▶ TASK INSTRUCTIONS: Search for the word "tree" in the entries. Each line that holds it should be copied.

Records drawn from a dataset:
+ + +

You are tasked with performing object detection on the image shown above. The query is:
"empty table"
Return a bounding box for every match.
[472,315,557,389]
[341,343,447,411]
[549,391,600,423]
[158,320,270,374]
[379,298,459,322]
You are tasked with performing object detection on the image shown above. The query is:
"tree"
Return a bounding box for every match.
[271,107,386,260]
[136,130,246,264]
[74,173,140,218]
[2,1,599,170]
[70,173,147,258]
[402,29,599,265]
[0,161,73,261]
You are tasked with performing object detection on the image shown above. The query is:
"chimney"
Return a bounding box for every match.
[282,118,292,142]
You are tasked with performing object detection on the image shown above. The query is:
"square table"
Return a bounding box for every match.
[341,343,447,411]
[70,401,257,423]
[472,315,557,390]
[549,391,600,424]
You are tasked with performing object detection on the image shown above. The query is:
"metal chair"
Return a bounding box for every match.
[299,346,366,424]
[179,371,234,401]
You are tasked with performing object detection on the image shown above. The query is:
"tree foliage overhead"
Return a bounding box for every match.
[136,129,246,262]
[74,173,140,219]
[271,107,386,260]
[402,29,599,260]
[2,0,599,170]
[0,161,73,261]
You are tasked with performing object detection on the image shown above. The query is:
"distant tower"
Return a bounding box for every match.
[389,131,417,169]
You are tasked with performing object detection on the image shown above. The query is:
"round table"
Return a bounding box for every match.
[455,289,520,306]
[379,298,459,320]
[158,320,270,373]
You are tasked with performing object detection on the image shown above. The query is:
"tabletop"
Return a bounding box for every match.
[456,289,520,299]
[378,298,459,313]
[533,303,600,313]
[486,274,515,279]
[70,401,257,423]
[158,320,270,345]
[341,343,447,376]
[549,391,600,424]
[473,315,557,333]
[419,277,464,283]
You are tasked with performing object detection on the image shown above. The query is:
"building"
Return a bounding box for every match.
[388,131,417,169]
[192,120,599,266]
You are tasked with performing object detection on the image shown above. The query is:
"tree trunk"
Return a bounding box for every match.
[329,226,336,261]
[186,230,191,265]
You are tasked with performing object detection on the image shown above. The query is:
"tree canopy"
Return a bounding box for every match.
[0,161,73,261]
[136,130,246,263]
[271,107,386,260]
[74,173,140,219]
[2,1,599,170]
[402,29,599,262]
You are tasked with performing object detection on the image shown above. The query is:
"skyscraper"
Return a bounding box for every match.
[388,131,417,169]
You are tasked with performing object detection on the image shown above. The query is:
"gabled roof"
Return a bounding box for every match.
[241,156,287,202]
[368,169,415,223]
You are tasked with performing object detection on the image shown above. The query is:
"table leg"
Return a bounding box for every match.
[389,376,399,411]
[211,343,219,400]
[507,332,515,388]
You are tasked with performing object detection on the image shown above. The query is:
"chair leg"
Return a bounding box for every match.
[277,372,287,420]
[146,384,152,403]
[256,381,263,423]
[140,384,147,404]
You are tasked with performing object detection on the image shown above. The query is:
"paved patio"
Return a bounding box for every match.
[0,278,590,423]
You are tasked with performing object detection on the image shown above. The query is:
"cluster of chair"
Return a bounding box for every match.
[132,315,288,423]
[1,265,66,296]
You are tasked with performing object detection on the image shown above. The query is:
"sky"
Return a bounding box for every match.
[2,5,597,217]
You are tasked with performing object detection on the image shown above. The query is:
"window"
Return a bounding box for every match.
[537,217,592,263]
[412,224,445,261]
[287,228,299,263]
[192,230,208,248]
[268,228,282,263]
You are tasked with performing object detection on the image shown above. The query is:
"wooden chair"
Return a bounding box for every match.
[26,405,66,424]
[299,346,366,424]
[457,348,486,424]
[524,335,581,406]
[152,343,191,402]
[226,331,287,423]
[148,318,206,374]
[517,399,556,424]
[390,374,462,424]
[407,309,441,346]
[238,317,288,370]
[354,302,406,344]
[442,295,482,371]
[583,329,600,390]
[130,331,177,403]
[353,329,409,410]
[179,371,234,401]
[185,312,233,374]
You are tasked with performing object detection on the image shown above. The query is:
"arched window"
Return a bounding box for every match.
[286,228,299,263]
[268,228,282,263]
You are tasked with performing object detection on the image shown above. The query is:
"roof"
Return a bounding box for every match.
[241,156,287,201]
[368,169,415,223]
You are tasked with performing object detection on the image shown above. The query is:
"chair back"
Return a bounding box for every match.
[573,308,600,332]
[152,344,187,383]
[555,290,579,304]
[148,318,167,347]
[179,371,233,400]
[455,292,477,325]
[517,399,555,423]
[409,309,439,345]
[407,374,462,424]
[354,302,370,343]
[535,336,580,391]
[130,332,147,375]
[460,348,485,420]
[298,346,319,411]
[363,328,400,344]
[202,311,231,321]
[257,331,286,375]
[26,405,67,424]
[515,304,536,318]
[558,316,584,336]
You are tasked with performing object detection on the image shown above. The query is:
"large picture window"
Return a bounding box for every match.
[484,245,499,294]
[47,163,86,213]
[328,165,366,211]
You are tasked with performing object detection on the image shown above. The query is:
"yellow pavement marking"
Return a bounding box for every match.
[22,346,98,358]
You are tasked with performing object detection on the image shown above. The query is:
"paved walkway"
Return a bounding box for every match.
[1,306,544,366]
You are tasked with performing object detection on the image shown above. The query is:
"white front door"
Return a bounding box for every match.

+ + +

▶ ANSWER SPACE:
"tree"
"tree foliage overhead"
"tree trunk"
"tree canopy"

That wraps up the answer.